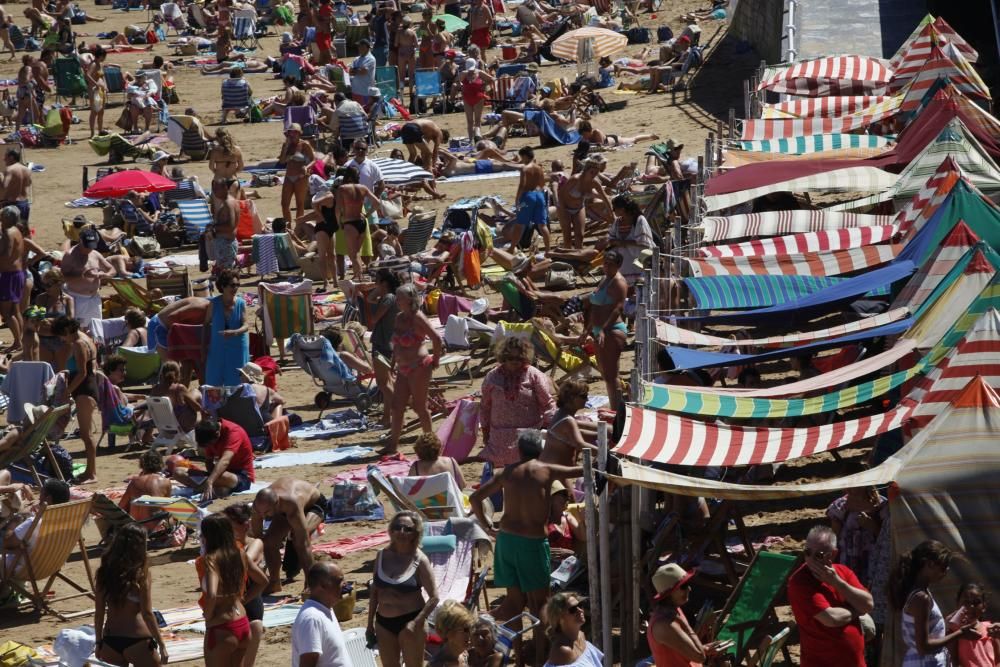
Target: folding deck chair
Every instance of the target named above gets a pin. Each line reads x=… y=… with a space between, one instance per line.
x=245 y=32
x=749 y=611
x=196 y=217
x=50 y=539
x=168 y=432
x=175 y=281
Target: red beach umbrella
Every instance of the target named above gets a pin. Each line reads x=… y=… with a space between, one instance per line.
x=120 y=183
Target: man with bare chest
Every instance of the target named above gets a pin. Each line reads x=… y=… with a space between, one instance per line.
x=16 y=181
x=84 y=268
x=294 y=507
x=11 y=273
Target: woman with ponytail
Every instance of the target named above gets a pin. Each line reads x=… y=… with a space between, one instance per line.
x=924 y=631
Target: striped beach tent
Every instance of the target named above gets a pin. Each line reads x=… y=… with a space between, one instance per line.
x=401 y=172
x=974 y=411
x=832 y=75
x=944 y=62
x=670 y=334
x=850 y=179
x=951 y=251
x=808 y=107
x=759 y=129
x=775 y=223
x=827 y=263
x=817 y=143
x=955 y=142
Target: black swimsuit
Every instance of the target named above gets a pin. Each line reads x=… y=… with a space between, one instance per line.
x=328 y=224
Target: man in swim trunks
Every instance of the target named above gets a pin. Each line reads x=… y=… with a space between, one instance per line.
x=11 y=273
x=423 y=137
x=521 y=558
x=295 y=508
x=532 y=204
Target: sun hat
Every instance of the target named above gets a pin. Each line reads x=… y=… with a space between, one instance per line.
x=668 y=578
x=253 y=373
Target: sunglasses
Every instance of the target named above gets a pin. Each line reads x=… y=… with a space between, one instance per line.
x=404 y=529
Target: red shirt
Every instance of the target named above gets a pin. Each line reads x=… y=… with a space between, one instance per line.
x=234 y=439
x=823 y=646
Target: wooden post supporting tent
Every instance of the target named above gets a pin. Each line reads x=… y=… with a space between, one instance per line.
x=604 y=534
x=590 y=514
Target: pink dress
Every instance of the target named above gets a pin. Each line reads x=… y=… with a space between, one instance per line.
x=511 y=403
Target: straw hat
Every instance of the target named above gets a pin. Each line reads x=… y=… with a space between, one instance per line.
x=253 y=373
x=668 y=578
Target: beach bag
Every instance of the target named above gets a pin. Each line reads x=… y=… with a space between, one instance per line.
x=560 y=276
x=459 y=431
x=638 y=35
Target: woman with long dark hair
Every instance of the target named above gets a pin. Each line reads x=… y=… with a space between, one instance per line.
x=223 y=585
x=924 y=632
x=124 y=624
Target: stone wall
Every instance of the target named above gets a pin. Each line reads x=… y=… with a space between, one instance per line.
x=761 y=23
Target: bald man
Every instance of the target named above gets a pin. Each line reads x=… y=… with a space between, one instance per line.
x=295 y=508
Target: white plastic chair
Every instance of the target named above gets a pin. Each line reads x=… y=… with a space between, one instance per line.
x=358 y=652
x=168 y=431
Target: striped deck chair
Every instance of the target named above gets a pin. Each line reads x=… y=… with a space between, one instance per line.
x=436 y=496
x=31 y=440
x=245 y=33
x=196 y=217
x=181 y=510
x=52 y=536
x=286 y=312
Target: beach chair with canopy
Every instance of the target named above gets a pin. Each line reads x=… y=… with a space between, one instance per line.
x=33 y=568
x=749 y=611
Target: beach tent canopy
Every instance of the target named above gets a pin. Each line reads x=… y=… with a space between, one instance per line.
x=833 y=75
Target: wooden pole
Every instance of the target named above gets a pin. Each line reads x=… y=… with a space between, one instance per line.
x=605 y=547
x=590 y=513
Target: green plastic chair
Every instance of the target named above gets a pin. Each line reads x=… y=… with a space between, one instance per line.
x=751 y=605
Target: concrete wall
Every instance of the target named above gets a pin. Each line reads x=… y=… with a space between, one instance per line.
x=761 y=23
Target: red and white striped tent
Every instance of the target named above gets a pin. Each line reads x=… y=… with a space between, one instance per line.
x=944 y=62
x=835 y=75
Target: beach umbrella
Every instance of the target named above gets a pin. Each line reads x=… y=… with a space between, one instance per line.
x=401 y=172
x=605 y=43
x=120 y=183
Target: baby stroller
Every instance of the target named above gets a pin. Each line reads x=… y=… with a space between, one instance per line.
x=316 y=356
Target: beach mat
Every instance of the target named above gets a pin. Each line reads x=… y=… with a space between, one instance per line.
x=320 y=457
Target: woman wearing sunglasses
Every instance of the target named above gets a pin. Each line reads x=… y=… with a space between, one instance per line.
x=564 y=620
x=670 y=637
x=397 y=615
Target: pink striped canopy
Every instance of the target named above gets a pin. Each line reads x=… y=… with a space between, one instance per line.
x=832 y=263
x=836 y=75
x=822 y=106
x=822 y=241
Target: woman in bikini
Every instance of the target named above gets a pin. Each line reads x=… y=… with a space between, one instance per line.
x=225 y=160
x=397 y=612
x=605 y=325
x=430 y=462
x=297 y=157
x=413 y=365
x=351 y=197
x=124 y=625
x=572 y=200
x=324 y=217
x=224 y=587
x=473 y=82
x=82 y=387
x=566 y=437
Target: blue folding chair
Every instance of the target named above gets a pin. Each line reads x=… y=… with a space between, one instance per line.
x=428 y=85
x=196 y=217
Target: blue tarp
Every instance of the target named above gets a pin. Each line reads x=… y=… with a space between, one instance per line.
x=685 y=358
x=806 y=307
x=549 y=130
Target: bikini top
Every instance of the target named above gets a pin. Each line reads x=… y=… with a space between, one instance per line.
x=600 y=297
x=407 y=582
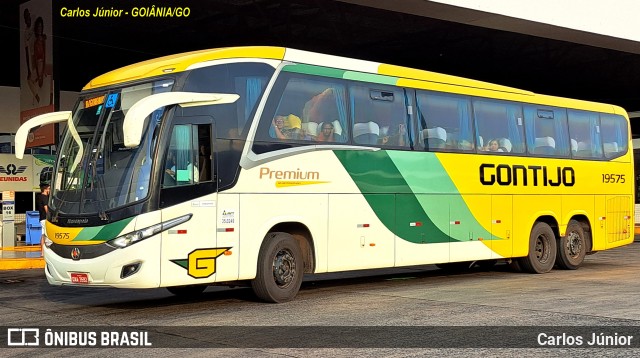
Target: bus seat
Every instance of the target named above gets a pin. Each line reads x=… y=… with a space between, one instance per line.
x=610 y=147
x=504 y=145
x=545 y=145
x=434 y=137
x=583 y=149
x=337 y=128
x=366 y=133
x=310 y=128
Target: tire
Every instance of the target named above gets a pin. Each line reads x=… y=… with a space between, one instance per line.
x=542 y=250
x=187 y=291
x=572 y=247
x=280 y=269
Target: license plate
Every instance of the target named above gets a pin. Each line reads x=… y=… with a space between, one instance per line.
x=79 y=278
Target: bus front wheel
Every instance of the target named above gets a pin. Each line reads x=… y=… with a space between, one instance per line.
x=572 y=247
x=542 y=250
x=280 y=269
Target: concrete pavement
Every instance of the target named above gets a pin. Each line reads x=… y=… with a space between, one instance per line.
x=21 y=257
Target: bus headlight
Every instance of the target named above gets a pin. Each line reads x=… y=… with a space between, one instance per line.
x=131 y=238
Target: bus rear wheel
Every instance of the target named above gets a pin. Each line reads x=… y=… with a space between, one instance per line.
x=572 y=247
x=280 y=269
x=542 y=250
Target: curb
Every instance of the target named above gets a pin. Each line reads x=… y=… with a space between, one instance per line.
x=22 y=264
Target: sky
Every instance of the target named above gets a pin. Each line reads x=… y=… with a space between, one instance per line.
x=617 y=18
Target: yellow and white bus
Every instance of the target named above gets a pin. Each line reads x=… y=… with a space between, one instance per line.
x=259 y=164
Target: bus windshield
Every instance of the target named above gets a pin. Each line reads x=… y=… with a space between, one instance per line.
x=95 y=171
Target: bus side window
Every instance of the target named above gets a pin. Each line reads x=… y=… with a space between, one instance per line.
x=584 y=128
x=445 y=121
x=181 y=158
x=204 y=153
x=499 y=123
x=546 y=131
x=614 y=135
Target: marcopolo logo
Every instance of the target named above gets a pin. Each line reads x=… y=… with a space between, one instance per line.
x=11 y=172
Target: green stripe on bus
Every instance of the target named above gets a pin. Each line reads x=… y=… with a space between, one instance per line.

※ ※ ※

#### [Work required]
Can you copy all of the records above word for word, omitting the pictures?

#### [Completed task]
Target: folding deck chair
Every instance of the target named above gets a pin. Each line reads x=… y=… with a space between, one instance per line.
x=245 y=32
x=749 y=611
x=196 y=217
x=50 y=539
x=168 y=432
x=175 y=281
Target: red beach umbrella
Every instance of the target named above gets a pin. Each line reads x=… y=… with a space between, one instance per line.
x=120 y=183
Target: man with bare chest
Every instance of the target named above gets a pin. Each line reads x=… y=… with a space between, one instance per line.
x=16 y=181
x=84 y=268
x=294 y=507
x=11 y=273
Target: woman with ponytail
Every instance of the target named above gets a pin. Each line reads x=… y=… with a space between, one instance per line.
x=924 y=631
Target: striped beach tent
Every instance of the target named above gets a pin. Each line reads x=… y=… with a space between, one instance per line.
x=401 y=172
x=974 y=411
x=832 y=75
x=944 y=62
x=670 y=334
x=850 y=179
x=951 y=251
x=808 y=107
x=759 y=129
x=775 y=223
x=827 y=263
x=817 y=143
x=955 y=142
Target: black swimsuit
Every instance of the target named above gets a pin. Each line reads x=… y=… with a space between, one instance per line.
x=328 y=224
Target: man in swim trunks
Every instance of the target named above gets a pin. Each line reads x=… y=… with a space between, one instance per line.
x=11 y=273
x=423 y=137
x=521 y=558
x=295 y=508
x=532 y=204
Target: sun hat
Every instance of the target named above gets a pin. Each line reads x=… y=… with a space between, one instance per line.
x=668 y=578
x=253 y=373
Target: sunglasses
Every instance of the target named above gets a pin. Each line reads x=… y=… with a space between, one instance per line.
x=404 y=529
Target: red shirt
Every instance of the target named above gets a pin. Each line reads x=… y=… with a space between, one instance per line.
x=234 y=439
x=823 y=646
Target: wooden post supporting tent
Every instance of the target named above gets a pin. Each line reads x=… y=… with a space between, one instance per line.
x=604 y=534
x=590 y=514
Target: pink dress
Every instance of the target named above gets a pin. Each line reads x=… y=… with a space between, one instance per line.
x=511 y=403
Target: straw hat
Every instance of the target named above gets a pin. Each line reads x=… y=… with a space between, one instance per line.
x=253 y=373
x=668 y=578
Target: beach bag
Every instance of the target named above gets a pin. Each line reads x=… y=… with a space between, one instance per line.
x=560 y=276
x=459 y=431
x=638 y=35
Target: woman with long dark hair
Every instance of the target named above gets a pin. Each line reads x=… y=… with a space between, one instance per line.
x=223 y=585
x=924 y=632
x=124 y=624
Target: stone wall
Every instance of the target named above gets a pin. Each line reads x=… y=… with a space between, one instance per line.
x=761 y=23
Target: bald man
Every instance of the target named above gets a pin. Each line reads x=… y=… with a space between, one instance per line.
x=295 y=508
Target: white plastic chair
Every instance of the target named above gets a pin. Each line reads x=… y=… with a space between, one instance per line.
x=358 y=652
x=168 y=431
Target: striped deck chair
Every instance of the target named above gets a pin. Each line reads x=… y=… with a space between, one instance per line.
x=436 y=496
x=31 y=440
x=245 y=33
x=196 y=217
x=181 y=510
x=52 y=536
x=286 y=312
Target: beach chair with canopy
Every instance of the target named above gets a pin. Each line reads x=… y=… with a space between, one instance per line.
x=33 y=568
x=749 y=611
Target: beach tent canopy
Every instance of the target named above gets a pin. Each line reads x=… y=… with a space between, one instance per line.
x=833 y=75
Target: wooden pole
Every instance of the target named above gets a pin. Each line reads x=… y=… with a space between, one instance per line.
x=605 y=547
x=590 y=513
Target: green plastic chair
Every instance of the target named above gets a pin. Each line reads x=… y=… with a space between, one instance per line.
x=751 y=605
Target: concrete wall
Every instance of the target named above gets a pin. Each line reads x=… y=… with a space between, one instance per line.
x=761 y=23
Target: red and white striped tent
Every instance of the target named above gets a pin. Each line reads x=… y=… with a space between, one instance per line.
x=944 y=62
x=835 y=75
Target: beach umbrella
Every instance of the target named above gets a pin. Each line reads x=… y=… with a space between, one instance per line.
x=401 y=172
x=605 y=43
x=120 y=183
Target: baby stroller
Every instance of the target named above gets a pin. Each line reads x=… y=… with a space between, one instance per line.
x=316 y=356
Target: beach mat
Every instance of the target named above gets a pin. Each line reads x=… y=… with a space between, one instance per line.
x=320 y=457
Target: woman wearing sunglasses
Every instance of the target named above gets a pin. Each line reads x=… y=… with a space between, one instance per line.
x=564 y=620
x=670 y=637
x=397 y=615
Target: pink striped canopy
Every instance of the target named above gets a pin. Each line reads x=… y=… with a space between, one instance per line.
x=832 y=263
x=836 y=75
x=822 y=106
x=822 y=241
Target: woman in bikini
Every instance of the target named above gets a pin. Each line reads x=… y=… with a space between, one instance per line.
x=225 y=160
x=397 y=612
x=605 y=325
x=430 y=462
x=297 y=157
x=413 y=365
x=351 y=197
x=124 y=625
x=572 y=200
x=324 y=217
x=224 y=587
x=473 y=82
x=82 y=387
x=566 y=437
Target: blue folding chair
Every instance of the target named above gets a pin. Each line reads x=… y=… with a space between, one instance per line.
x=428 y=85
x=196 y=217
Target: blue tarp
Every instance of the target named above gets a pin. Each line reads x=… y=… with a space between, one instance per line.
x=685 y=358
x=806 y=307
x=549 y=130
Target: bikini top
Every instance of the target named above gets a pin. Each line reads x=… y=… with a space between, one instance per line.
x=600 y=297
x=407 y=582
Target: bus seat
Every instance of the target named above gets a pin. Each line reads x=… y=… with a space between, one instance per line.
x=610 y=147
x=504 y=145
x=545 y=145
x=434 y=137
x=583 y=149
x=337 y=128
x=366 y=133
x=310 y=128
Target: tire
Every instance of the target named above gets a pin. Each line reads x=… y=… with a space between, one instance per line.
x=542 y=250
x=187 y=291
x=572 y=247
x=280 y=269
Target: license plate
Every instance of the target named above gets a pin. Each line reads x=… y=… with a space between, one instance per line.
x=79 y=278
Target: bus front wheel
Every instance of the target named above gets a pin. Each line reads x=… y=… with a space between, one instance per line.
x=572 y=247
x=542 y=250
x=280 y=269
Target: concrete pavement
Every instance of the target named above gets a pin. Each line reads x=… y=… with a space between, one instance per line.
x=21 y=257
Target: bus headlight
Every instance of the target named above gets a pin. Each line reads x=… y=… with a space between, one instance per line.
x=131 y=238
Target: bus rear wheel
Every instance of the target named above gets a pin. Each line reads x=… y=… with a space between, one instance per line.
x=572 y=247
x=280 y=269
x=542 y=250
Target: curb
Every instance of the target named above gets a pin. Each line reads x=… y=… with a space between, one instance per line.
x=22 y=264
Target: sky
Every instance of the target named above gets a pin. Each line reads x=… y=… with a space between, one instance per line.
x=617 y=18
Target: yellow and white bus
Every instance of the target named above gets a pin. Each line reads x=… y=… with a space between, one instance per line.
x=259 y=164
Target: bus windshield
Every instance of the target named above gets a pin. Each line reads x=… y=… with a space between, one instance per line.
x=95 y=171
Target: bus side window
Every instance of the target named above gets a pin. Each line reads x=… y=… with a space between, one instance per line.
x=584 y=128
x=445 y=121
x=181 y=158
x=204 y=153
x=499 y=123
x=546 y=131
x=614 y=135
Target: marcopolo logo
Every instance of the target named above gets a pin. Each line reads x=… y=… with a space between, one instance per line.
x=11 y=172
Target: green stripe on bus
Every instance of the target named above gets a pin. Each line reads x=… y=… with a space between, one instance per line.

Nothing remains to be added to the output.